(begin)
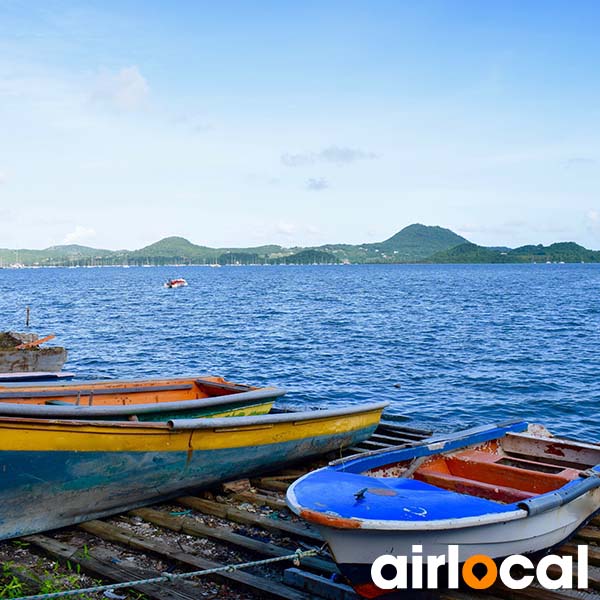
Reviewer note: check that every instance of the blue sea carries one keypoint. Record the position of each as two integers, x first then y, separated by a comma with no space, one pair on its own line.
449,346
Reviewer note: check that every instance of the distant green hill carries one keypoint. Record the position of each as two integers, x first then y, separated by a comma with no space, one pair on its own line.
307,257
558,252
415,243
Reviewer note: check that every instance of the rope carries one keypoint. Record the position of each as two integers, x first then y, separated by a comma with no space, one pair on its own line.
168,577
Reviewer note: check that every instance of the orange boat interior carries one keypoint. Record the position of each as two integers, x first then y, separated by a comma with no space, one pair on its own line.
512,469
122,393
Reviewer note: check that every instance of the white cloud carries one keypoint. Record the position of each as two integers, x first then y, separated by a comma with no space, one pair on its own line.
316,185
286,228
125,90
79,235
332,154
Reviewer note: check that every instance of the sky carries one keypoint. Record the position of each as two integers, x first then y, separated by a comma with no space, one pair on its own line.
245,123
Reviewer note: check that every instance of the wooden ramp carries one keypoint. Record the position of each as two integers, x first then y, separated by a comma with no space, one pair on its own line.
239,522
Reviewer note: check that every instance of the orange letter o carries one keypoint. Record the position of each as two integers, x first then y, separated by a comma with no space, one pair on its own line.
487,580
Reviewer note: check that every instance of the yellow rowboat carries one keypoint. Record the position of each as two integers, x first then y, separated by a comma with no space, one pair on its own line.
143,400
59,472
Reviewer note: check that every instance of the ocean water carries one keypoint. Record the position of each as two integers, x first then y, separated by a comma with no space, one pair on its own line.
449,346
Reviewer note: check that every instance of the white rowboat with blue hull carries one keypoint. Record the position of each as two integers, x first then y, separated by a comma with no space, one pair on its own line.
497,490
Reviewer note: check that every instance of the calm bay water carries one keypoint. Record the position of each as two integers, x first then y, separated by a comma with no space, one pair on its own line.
466,344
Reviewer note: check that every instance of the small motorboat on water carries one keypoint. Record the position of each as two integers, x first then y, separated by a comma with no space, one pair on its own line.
60,472
497,490
175,283
141,400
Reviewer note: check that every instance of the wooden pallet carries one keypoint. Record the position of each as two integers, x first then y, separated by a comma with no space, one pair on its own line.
251,519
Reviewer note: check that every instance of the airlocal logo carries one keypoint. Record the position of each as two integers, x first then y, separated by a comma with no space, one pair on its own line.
422,571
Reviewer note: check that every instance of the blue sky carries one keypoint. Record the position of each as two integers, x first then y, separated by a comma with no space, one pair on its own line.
243,123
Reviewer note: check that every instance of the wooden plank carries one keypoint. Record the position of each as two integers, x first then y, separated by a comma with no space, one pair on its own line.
34,343
268,483
317,585
260,500
184,555
371,444
392,441
225,511
94,563
227,535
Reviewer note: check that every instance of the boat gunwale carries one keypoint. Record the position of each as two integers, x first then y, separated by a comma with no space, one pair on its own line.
436,447
275,419
63,411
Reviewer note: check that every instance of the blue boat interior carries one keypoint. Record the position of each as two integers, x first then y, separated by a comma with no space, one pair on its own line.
482,471
349,495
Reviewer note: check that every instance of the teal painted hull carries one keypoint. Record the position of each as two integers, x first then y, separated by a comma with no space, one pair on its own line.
41,490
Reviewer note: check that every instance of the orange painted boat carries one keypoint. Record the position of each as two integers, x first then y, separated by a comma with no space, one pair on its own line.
142,400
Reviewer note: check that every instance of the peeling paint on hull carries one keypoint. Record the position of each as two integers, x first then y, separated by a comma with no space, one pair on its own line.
46,489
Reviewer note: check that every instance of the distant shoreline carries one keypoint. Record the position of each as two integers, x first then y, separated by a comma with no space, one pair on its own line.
415,244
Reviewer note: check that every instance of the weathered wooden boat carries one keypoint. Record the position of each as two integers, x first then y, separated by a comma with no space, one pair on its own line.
143,400
33,376
58,472
496,490
20,352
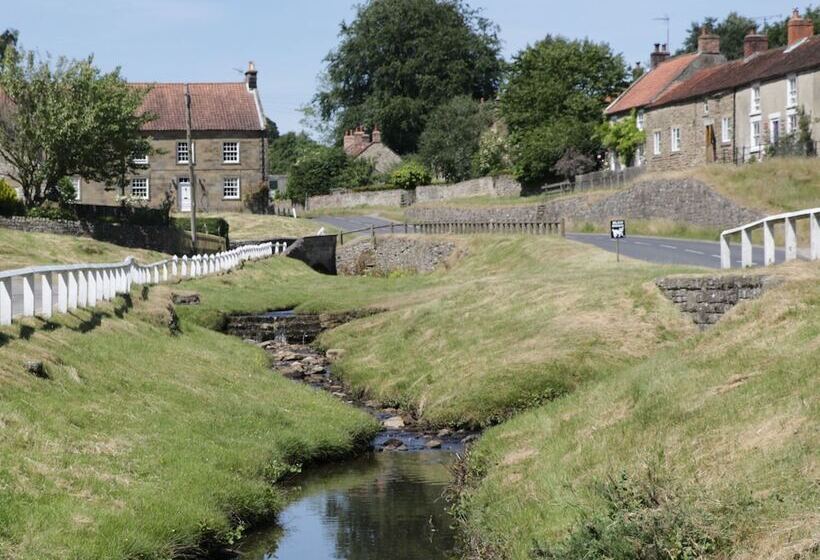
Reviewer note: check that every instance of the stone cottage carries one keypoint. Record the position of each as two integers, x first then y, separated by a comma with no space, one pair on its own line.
358,144
229,148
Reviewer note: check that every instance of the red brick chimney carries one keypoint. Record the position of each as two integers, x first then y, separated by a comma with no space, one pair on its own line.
754,42
799,28
250,76
708,43
658,55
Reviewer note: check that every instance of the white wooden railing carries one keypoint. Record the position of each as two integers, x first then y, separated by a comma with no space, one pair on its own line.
789,221
44,290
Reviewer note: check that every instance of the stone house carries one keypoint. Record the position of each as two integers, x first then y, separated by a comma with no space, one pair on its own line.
731,112
229,148
359,145
665,73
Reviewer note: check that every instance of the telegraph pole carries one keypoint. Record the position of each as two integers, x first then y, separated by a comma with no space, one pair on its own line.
191,173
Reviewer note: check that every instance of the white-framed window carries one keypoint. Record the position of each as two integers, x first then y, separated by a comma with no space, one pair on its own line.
755,108
675,139
754,133
791,91
725,130
230,188
183,153
230,152
792,122
139,188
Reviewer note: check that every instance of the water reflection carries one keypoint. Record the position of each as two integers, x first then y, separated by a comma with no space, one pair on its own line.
386,505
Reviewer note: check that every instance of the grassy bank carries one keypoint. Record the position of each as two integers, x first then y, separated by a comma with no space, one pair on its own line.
19,249
708,447
143,443
516,322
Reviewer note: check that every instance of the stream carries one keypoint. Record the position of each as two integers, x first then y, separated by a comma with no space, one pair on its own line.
387,503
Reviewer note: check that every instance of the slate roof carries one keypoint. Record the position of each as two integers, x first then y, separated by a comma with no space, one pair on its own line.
760,67
214,106
652,84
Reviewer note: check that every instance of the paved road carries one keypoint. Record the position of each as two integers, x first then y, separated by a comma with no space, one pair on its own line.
662,250
665,250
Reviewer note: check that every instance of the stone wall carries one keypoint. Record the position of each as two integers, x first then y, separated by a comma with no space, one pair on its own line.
706,299
392,253
681,200
483,186
395,198
156,238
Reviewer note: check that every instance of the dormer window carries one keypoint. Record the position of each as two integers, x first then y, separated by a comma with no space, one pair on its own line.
791,91
755,109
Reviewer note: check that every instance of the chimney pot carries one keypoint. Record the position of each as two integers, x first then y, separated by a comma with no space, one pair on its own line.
799,28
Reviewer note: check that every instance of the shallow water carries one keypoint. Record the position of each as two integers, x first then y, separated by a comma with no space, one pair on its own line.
382,505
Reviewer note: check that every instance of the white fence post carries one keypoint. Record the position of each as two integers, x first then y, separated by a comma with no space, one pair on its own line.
5,301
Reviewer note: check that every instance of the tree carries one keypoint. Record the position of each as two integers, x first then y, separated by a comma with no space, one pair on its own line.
318,171
452,136
285,150
64,119
400,59
553,101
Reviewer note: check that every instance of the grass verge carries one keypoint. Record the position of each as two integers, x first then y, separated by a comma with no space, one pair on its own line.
144,443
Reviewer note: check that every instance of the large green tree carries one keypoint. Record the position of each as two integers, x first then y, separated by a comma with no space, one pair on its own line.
67,118
553,101
400,59
451,138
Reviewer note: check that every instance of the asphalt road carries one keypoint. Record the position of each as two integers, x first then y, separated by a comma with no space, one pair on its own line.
662,250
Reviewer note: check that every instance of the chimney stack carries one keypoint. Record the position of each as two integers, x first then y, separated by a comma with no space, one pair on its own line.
754,43
708,43
799,28
250,76
658,55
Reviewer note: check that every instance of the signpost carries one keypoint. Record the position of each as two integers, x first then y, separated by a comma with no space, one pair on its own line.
617,231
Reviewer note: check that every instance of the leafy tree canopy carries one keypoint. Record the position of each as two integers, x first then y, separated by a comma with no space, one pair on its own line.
452,136
553,101
67,118
286,149
400,59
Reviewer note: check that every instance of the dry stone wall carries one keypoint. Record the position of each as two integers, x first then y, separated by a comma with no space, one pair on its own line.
392,253
682,200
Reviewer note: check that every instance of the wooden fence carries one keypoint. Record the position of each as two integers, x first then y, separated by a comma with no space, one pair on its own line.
44,290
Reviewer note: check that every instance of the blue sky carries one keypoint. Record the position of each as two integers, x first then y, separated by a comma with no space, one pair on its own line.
206,40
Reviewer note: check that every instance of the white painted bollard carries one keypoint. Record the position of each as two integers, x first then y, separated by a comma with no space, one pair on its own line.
5,301
62,291
791,239
745,249
28,295
768,244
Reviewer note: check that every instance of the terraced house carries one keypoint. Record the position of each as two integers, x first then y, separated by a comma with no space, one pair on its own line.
229,147
734,111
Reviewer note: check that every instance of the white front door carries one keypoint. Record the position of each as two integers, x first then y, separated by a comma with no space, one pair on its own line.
184,194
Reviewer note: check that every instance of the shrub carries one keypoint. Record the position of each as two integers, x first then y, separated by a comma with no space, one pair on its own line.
409,175
10,204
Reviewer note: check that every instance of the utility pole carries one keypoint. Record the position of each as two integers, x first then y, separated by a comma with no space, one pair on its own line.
191,173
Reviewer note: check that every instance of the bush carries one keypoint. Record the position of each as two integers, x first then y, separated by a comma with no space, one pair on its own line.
408,176
10,205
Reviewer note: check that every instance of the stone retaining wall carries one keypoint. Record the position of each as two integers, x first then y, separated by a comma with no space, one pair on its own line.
483,186
706,299
392,253
685,200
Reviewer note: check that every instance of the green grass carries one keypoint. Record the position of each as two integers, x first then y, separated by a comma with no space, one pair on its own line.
143,444
19,249
728,418
519,321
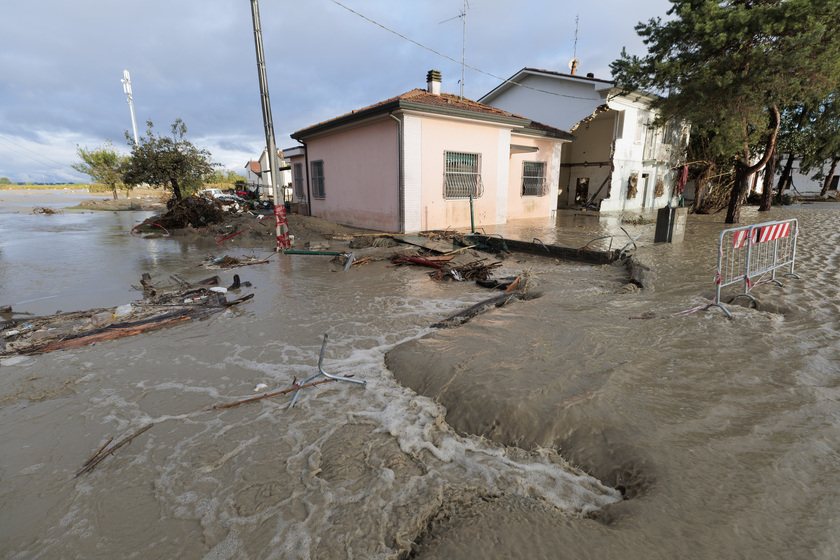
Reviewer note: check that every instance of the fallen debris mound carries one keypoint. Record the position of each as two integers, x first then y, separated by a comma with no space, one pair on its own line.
160,307
192,211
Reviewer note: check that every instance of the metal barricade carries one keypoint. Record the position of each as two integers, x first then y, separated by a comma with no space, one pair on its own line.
748,254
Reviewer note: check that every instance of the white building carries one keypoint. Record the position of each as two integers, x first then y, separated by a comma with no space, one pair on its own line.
618,161
258,176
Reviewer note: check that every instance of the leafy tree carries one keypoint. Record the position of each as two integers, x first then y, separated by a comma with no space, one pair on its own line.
729,66
822,144
103,164
168,161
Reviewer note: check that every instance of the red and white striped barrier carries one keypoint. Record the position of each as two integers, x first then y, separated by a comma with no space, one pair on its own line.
749,254
761,234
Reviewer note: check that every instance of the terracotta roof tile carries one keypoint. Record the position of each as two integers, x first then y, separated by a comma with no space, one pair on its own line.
445,100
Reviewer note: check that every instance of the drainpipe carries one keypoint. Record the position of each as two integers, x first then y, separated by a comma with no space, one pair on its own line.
308,186
400,156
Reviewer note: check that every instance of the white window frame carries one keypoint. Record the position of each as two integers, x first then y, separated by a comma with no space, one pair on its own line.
460,178
297,179
317,177
534,184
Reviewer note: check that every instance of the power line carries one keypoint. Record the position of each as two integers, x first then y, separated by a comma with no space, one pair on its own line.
422,46
12,146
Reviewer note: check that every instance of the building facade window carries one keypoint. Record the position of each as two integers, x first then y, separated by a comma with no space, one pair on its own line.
533,178
297,179
582,190
462,175
317,174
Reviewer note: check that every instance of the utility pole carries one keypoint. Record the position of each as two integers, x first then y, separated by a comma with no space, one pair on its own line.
281,226
127,89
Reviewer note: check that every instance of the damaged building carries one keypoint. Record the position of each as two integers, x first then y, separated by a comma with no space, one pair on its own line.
619,161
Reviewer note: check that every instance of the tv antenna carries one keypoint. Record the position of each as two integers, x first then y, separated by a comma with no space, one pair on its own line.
463,16
127,89
575,62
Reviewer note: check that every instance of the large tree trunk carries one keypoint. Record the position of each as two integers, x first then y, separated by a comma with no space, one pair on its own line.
176,190
767,185
784,180
830,175
743,169
739,192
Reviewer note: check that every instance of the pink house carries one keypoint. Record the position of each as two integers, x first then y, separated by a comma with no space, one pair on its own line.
420,160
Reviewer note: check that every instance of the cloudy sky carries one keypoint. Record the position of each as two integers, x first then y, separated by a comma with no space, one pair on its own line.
61,64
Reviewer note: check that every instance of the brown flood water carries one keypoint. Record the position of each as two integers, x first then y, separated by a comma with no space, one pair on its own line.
704,438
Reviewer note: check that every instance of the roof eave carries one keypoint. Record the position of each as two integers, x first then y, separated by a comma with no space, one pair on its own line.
402,104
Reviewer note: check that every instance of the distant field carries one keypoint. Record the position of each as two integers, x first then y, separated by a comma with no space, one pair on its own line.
76,186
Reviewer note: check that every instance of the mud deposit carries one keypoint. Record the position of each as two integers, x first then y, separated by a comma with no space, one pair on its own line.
561,427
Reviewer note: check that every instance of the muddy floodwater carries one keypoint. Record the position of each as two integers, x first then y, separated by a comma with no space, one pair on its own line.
591,422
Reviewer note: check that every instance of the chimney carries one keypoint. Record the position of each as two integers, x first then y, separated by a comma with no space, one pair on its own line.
433,82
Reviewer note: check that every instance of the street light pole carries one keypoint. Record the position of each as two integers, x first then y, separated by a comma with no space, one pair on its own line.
282,228
127,89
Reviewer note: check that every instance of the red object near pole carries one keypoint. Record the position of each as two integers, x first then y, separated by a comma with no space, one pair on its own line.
283,241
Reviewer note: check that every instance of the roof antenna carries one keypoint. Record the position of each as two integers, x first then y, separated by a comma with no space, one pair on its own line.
575,62
463,16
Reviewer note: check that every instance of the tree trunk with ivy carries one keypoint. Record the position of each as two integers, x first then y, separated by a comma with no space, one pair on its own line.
828,178
767,185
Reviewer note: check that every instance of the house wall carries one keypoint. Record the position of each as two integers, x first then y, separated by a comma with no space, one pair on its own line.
519,206
588,155
361,176
440,135
629,159
803,184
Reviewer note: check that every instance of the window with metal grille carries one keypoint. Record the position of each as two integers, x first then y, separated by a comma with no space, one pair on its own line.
317,169
462,176
297,178
533,179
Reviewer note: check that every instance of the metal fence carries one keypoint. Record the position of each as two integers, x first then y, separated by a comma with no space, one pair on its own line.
751,255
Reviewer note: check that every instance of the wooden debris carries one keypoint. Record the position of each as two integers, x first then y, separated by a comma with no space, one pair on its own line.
99,456
267,395
233,262
483,307
158,309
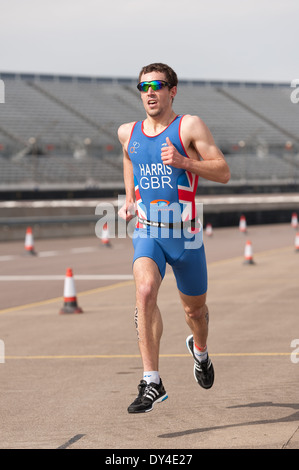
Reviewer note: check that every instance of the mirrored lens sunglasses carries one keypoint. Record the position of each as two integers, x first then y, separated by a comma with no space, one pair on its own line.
154,84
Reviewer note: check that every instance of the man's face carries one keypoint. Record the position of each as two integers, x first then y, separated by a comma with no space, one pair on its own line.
156,102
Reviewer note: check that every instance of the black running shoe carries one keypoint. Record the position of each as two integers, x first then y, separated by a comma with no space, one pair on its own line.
148,395
203,371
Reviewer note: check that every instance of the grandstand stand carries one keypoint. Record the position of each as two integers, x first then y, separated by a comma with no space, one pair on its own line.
61,131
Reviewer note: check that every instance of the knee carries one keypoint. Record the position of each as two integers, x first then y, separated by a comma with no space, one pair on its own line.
146,292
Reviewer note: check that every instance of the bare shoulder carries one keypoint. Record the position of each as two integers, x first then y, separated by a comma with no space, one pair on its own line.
193,125
124,132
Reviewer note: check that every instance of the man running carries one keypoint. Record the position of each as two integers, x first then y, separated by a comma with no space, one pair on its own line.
163,158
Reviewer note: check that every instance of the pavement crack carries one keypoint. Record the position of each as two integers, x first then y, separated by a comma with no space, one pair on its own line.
289,440
71,441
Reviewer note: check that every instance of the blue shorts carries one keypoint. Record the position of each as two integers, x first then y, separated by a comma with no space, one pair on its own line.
186,256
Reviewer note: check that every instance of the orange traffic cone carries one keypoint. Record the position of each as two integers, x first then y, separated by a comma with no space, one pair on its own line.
29,242
248,254
243,224
105,235
294,220
70,300
209,230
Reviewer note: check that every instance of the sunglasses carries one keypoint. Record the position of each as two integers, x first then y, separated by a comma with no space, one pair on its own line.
154,84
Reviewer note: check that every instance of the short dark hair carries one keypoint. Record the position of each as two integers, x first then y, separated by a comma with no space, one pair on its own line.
170,75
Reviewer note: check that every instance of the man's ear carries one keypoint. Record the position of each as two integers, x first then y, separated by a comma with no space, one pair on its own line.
173,91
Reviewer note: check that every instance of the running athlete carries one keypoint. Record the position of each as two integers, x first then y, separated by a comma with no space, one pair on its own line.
163,158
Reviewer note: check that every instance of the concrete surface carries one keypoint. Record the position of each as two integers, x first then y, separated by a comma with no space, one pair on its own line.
66,380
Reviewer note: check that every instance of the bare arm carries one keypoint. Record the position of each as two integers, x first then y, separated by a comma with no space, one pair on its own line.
206,160
127,212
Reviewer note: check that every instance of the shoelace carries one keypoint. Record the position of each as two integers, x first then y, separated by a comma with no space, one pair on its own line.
150,392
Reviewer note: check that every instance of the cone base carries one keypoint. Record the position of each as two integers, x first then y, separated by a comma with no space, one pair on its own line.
70,308
30,252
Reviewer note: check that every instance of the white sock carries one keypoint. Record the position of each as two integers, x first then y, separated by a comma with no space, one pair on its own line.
151,376
200,353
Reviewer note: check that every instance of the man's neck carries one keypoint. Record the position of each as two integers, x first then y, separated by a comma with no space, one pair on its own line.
153,125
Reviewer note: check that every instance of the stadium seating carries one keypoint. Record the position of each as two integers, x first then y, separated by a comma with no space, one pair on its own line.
63,130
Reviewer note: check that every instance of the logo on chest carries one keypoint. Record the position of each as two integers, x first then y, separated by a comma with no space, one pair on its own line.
155,176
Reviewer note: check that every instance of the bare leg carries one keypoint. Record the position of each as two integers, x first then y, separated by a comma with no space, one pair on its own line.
197,317
147,316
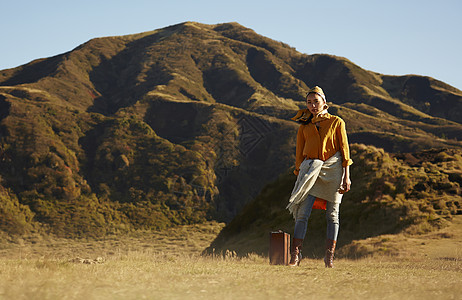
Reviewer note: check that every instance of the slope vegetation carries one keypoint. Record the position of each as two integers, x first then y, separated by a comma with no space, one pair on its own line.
184,124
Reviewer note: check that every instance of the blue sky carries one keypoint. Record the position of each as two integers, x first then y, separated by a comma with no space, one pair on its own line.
390,37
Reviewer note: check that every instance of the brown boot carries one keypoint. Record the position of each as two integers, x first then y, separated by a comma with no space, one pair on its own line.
330,249
296,253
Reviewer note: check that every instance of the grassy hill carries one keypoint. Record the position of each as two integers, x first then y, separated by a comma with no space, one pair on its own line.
185,124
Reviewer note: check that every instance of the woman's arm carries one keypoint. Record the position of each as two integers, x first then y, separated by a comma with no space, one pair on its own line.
299,150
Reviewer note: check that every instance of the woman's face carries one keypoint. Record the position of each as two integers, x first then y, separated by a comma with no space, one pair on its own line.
315,103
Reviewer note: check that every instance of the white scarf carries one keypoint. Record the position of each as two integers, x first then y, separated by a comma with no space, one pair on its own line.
318,178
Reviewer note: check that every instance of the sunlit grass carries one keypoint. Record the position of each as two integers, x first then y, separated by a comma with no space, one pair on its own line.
169,265
139,275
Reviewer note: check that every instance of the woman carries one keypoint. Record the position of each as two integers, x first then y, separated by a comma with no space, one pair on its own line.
322,165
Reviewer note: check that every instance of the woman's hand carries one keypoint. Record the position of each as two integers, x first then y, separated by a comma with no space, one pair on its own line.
346,185
346,182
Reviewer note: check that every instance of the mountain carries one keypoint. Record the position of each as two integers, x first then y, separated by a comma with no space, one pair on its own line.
184,124
391,193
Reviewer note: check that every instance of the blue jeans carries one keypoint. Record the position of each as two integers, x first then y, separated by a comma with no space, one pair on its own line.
304,212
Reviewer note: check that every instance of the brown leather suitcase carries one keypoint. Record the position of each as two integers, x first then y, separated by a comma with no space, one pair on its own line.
279,252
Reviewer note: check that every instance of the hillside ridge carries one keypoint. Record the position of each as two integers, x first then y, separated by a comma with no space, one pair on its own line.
184,124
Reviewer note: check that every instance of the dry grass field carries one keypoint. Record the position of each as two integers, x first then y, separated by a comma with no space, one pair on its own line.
168,265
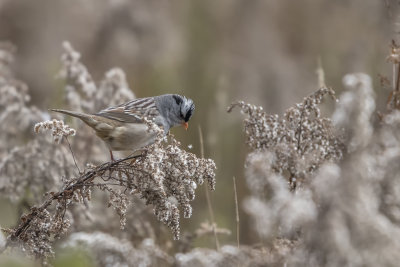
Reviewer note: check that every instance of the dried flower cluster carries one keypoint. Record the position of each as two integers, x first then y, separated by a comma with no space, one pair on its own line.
299,141
82,94
348,212
33,166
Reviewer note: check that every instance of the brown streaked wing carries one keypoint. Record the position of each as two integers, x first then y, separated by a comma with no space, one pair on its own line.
133,111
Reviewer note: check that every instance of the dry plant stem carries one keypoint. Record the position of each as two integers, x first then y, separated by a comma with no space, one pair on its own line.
397,77
210,209
73,155
237,213
83,180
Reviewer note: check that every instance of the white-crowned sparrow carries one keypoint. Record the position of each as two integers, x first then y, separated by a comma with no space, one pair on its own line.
122,127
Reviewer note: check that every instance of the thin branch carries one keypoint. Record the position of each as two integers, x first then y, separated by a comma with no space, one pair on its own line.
237,212
210,209
80,182
73,155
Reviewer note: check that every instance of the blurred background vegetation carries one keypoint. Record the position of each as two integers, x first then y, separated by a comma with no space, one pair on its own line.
215,52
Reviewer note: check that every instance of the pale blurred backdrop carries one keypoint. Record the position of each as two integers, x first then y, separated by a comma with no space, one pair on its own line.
215,52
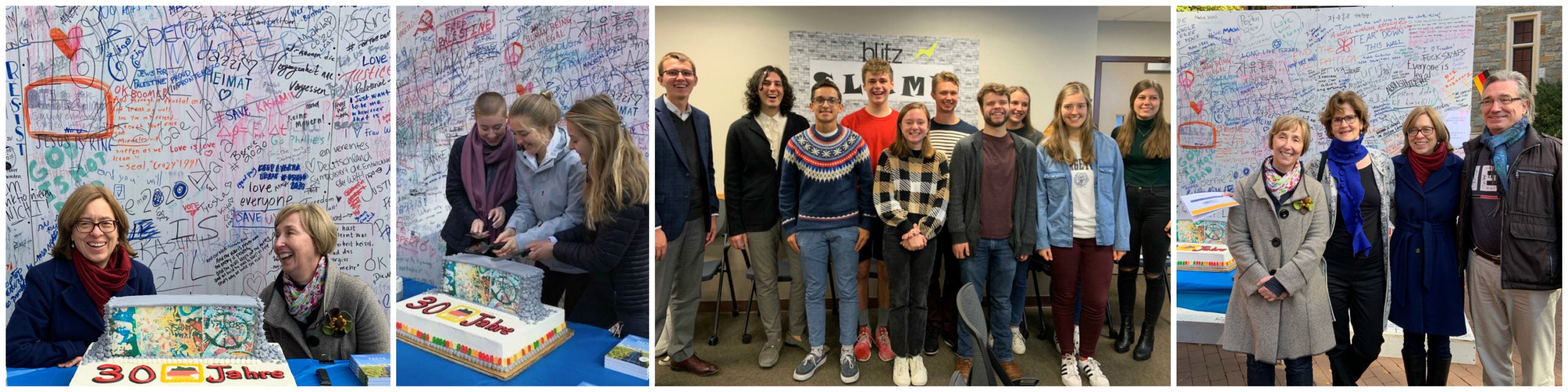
(end)
Work to complete – Go through the items above and copy out each line that contains the word "building", leaving out every other line.

Exercise solution –
Reviewer note: check that every instance of the white building carries one keypoint. Record the position of each as two integers, x first then y, separated by a comma with no space, one pair on its own line.
Reviewer note: check that every instance of the building facade window carries one keypoint. Record the position of each as two integers, x first then y, separated by a comma with no space, one pair on its own line.
Reviewer note: check that every instance of the damaged building carries one keypoint. Record the position of each as two integers, x first then y, separated by a comma with no space, one pair on its own line.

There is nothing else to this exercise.